• [GIVEN INFORMATION]
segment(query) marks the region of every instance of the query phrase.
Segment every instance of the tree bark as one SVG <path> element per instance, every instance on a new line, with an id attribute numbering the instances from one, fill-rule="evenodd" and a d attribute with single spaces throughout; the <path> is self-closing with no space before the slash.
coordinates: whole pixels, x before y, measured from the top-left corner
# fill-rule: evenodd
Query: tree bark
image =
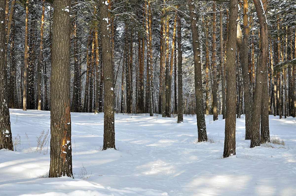
<path id="1" fill-rule="evenodd" d="M 183 82 L 182 76 L 182 36 L 181 34 L 181 18 L 177 17 L 177 41 L 178 45 L 178 118 L 177 123 L 183 122 Z"/>
<path id="2" fill-rule="evenodd" d="M 237 0 L 230 0 L 229 26 L 226 52 L 226 116 L 223 157 L 235 155 L 235 127 L 237 105 L 236 90 L 235 48 L 238 11 Z"/>
<path id="3" fill-rule="evenodd" d="M 5 20 L 5 0 L 0 1 L 0 19 Z M 4 25 L 0 25 L 0 48 L 5 48 L 6 33 Z M 7 64 L 5 50 L 0 51 L 0 150 L 13 150 L 10 128 L 9 109 L 7 105 Z"/>
<path id="4" fill-rule="evenodd" d="M 113 89 L 114 65 L 112 61 L 110 35 L 108 30 L 108 6 L 106 1 L 100 4 L 101 40 L 104 82 L 104 135 L 103 150 L 115 148 Z"/>
<path id="5" fill-rule="evenodd" d="M 40 50 L 39 52 L 39 61 L 38 61 L 38 67 L 37 68 L 38 72 L 38 82 L 37 86 L 38 90 L 37 94 L 38 98 L 37 99 L 38 106 L 37 109 L 41 110 L 41 65 L 43 63 L 43 58 L 42 52 L 43 49 L 43 26 L 44 25 L 44 12 L 45 10 L 45 7 L 44 4 L 44 1 L 43 1 L 42 6 L 42 14 L 41 15 L 41 28 L 40 30 Z"/>
<path id="6" fill-rule="evenodd" d="M 217 61 L 216 56 L 216 2 L 213 2 L 213 40 L 212 61 L 213 66 L 213 120 L 218 120 L 218 86 L 217 84 Z"/>
<path id="7" fill-rule="evenodd" d="M 54 11 L 51 81 L 50 165 L 49 177 L 72 172 L 70 114 L 70 0 L 55 0 Z"/>
<path id="8" fill-rule="evenodd" d="M 251 127 L 252 132 L 251 135 L 250 148 L 260 145 L 260 115 L 262 106 L 262 97 L 263 95 L 265 97 L 266 96 L 266 92 L 268 92 L 268 89 L 264 89 L 266 87 L 266 85 L 264 86 L 263 84 L 267 78 L 268 72 L 268 27 L 267 19 L 265 15 L 264 8 L 262 6 L 261 0 L 254 0 L 253 1 L 260 25 L 260 44 L 257 59 L 256 85 L 252 114 Z M 264 93 L 263 93 L 263 91 Z M 267 95 L 268 96 L 268 93 Z M 263 107 L 267 107 L 267 106 L 264 105 Z M 268 112 L 268 108 L 266 109 Z"/>
<path id="9" fill-rule="evenodd" d="M 201 63 L 200 51 L 198 32 L 198 25 L 196 14 L 195 5 L 193 0 L 188 0 L 190 16 L 190 25 L 192 28 L 192 46 L 194 59 L 194 85 L 195 87 L 195 105 L 197 132 L 198 142 L 207 140 L 206 129 L 205 121 L 202 98 L 202 85 Z"/>

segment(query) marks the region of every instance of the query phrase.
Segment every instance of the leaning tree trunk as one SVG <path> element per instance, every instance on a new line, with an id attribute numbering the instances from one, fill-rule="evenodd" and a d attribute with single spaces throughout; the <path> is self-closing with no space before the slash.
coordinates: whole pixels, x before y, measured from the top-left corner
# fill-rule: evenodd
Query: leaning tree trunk
<path id="1" fill-rule="evenodd" d="M 238 11 L 237 0 L 230 0 L 229 26 L 226 53 L 226 115 L 225 119 L 225 139 L 223 156 L 235 155 L 235 126 L 237 96 L 235 49 L 237 47 L 237 26 Z"/>
<path id="2" fill-rule="evenodd" d="M 263 3 L 263 11 L 266 17 L 267 2 L 266 1 Z M 266 27 L 267 27 L 267 25 Z M 268 67 L 267 66 L 267 58 L 268 55 L 268 38 L 266 38 L 266 61 L 264 64 L 264 72 L 263 80 L 263 92 L 262 92 L 262 103 L 261 106 L 260 143 L 264 143 L 266 142 L 270 142 L 269 136 L 269 116 L 268 116 Z"/>
<path id="3" fill-rule="evenodd" d="M 193 56 L 194 59 L 194 81 L 195 90 L 195 104 L 196 119 L 198 135 L 198 142 L 207 140 L 205 121 L 202 98 L 202 86 L 201 63 L 200 51 L 198 33 L 198 25 L 196 21 L 198 18 L 196 14 L 195 5 L 193 0 L 188 0 L 188 5 L 190 15 L 190 25 L 192 28 Z"/>
<path id="4" fill-rule="evenodd" d="M 114 65 L 112 61 L 110 35 L 108 30 L 108 6 L 100 4 L 101 40 L 104 82 L 104 135 L 103 150 L 115 148 L 113 88 Z"/>
<path id="5" fill-rule="evenodd" d="M 51 80 L 49 177 L 73 177 L 70 114 L 71 0 L 55 0 Z"/>
<path id="6" fill-rule="evenodd" d="M 237 46 L 239 51 L 239 57 L 243 80 L 244 98 L 245 115 L 245 140 L 251 139 L 251 125 L 253 95 L 251 88 L 250 73 L 249 72 L 248 56 L 248 39 L 250 30 L 248 26 L 248 1 L 244 0 L 243 12 L 244 37 L 242 38 L 240 25 L 237 25 Z"/>
<path id="7" fill-rule="evenodd" d="M 267 74 L 268 55 L 268 27 L 267 19 L 261 0 L 254 0 L 254 2 L 260 25 L 261 44 L 257 60 L 256 85 L 252 113 L 252 133 L 251 134 L 250 148 L 260 145 L 260 112 L 263 91 L 265 92 L 265 90 L 263 89 L 263 82 L 265 81 L 264 75 Z M 264 87 L 266 88 L 266 86 Z M 268 91 L 268 90 L 266 90 Z M 266 93 L 264 94 L 265 96 Z"/>
<path id="8" fill-rule="evenodd" d="M 0 1 L 0 19 L 5 18 L 5 0 Z M 5 48 L 6 38 L 5 27 L 0 25 L 0 48 Z M 9 109 L 7 104 L 7 70 L 5 50 L 0 51 L 0 150 L 13 150 L 10 129 Z"/>

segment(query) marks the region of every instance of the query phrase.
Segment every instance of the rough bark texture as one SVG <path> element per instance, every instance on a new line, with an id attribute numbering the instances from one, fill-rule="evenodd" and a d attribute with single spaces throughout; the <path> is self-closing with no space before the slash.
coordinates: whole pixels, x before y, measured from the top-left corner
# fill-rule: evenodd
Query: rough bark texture
<path id="1" fill-rule="evenodd" d="M 38 61 L 38 65 L 37 68 L 37 71 L 38 72 L 38 82 L 37 86 L 37 94 L 38 98 L 37 99 L 37 109 L 41 110 L 41 65 L 43 63 L 42 56 L 42 42 L 43 39 L 43 26 L 44 25 L 44 12 L 45 7 L 44 5 L 44 0 L 43 0 L 43 3 L 42 6 L 42 14 L 41 15 L 41 28 L 40 30 L 40 51 L 39 52 L 39 61 Z"/>
<path id="2" fill-rule="evenodd" d="M 203 100 L 202 98 L 202 86 L 201 63 L 200 51 L 198 32 L 198 28 L 196 21 L 197 17 L 196 14 L 195 5 L 193 0 L 188 0 L 190 16 L 190 25 L 192 28 L 193 43 L 193 56 L 194 59 L 194 84 L 195 90 L 196 119 L 198 135 L 198 142 L 207 140 L 206 129 Z"/>
<path id="3" fill-rule="evenodd" d="M 70 114 L 70 0 L 55 0 L 51 81 L 49 177 L 73 176 Z"/>
<path id="4" fill-rule="evenodd" d="M 183 122 L 183 87 L 182 82 L 182 37 L 181 35 L 181 18 L 177 17 L 177 41 L 178 44 L 178 118 L 177 123 Z"/>
<path id="5" fill-rule="evenodd" d="M 221 73 L 221 80 L 222 81 L 221 85 L 222 89 L 221 93 L 222 93 L 222 118 L 225 119 L 225 111 L 226 108 L 225 105 L 225 102 L 226 101 L 226 95 L 225 93 L 225 75 L 224 74 L 224 70 L 223 68 L 224 67 L 224 48 L 223 48 L 223 28 L 222 27 L 222 17 L 223 12 L 222 11 L 222 5 L 220 8 L 220 69 Z"/>
<path id="6" fill-rule="evenodd" d="M 250 148 L 260 145 L 260 112 L 263 91 L 263 82 L 265 81 L 265 74 L 267 74 L 268 55 L 268 28 L 266 17 L 261 0 L 254 0 L 254 2 L 260 25 L 260 46 L 257 60 L 256 87 L 252 114 L 251 130 L 252 133 Z M 266 88 L 266 86 L 265 87 Z M 268 89 L 267 90 L 268 91 Z"/>
<path id="7" fill-rule="evenodd" d="M 216 56 L 216 2 L 213 3 L 213 40 L 212 61 L 213 66 L 213 120 L 218 120 L 218 85 L 217 83 L 217 61 Z"/>
<path id="8" fill-rule="evenodd" d="M 249 72 L 249 59 L 248 56 L 248 39 L 250 30 L 248 27 L 248 2 L 244 1 L 243 38 L 240 25 L 238 24 L 237 37 L 237 46 L 239 51 L 239 59 L 242 66 L 244 87 L 245 115 L 245 140 L 251 139 L 251 125 L 253 94 L 251 88 L 250 76 Z"/>
<path id="9" fill-rule="evenodd" d="M 26 21 L 25 27 L 25 57 L 24 64 L 24 80 L 23 88 L 22 97 L 22 110 L 27 110 L 27 74 L 28 68 L 28 53 L 29 52 L 29 46 L 28 46 L 28 15 L 29 14 L 29 8 L 28 4 L 29 0 L 27 0 L 26 3 Z"/>
<path id="10" fill-rule="evenodd" d="M 265 14 L 266 17 L 266 1 L 263 2 L 263 12 Z M 267 28 L 266 24 L 266 27 Z M 268 35 L 268 34 L 267 34 Z M 261 106 L 260 143 L 264 143 L 266 142 L 270 142 L 269 136 L 269 116 L 268 116 L 268 67 L 267 65 L 267 60 L 268 57 L 268 37 L 265 37 L 266 40 L 264 43 L 266 50 L 266 62 L 263 62 L 264 69 L 265 70 L 264 74 L 263 89 L 262 96 L 262 103 Z M 285 77 L 285 81 L 286 81 Z"/>
<path id="11" fill-rule="evenodd" d="M 237 105 L 236 90 L 235 49 L 236 48 L 237 26 L 238 10 L 237 0 L 230 0 L 229 26 L 226 53 L 227 74 L 226 83 L 226 116 L 225 121 L 225 139 L 223 156 L 235 155 L 236 114 Z"/>
<path id="12" fill-rule="evenodd" d="M 107 1 L 106 3 L 107 3 Z M 101 40 L 102 46 L 104 82 L 104 138 L 103 150 L 115 148 L 113 89 L 114 65 L 112 61 L 111 42 L 109 31 L 108 6 L 100 2 Z"/>
<path id="13" fill-rule="evenodd" d="M 5 18 L 5 0 L 0 1 L 0 19 Z M 5 57 L 6 32 L 5 27 L 0 25 L 0 150 L 3 148 L 13 150 L 12 136 L 10 129 L 9 109 L 7 105 L 7 71 Z"/>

• [EXERCISE OBJECTIVE] Return, unchanged, the lines of the material from the one containing "183 82 L 182" through the one containing "26 L 226 52", including both.

• [WORKED SOLUTION]
<path id="1" fill-rule="evenodd" d="M 183 82 L 182 76 L 182 36 L 181 34 L 181 18 L 177 17 L 177 41 L 178 45 L 178 118 L 177 123 L 183 122 Z"/>
<path id="2" fill-rule="evenodd" d="M 237 0 L 230 0 L 229 26 L 226 52 L 226 116 L 223 157 L 235 155 L 235 127 L 237 105 L 236 90 L 235 48 L 238 11 Z"/>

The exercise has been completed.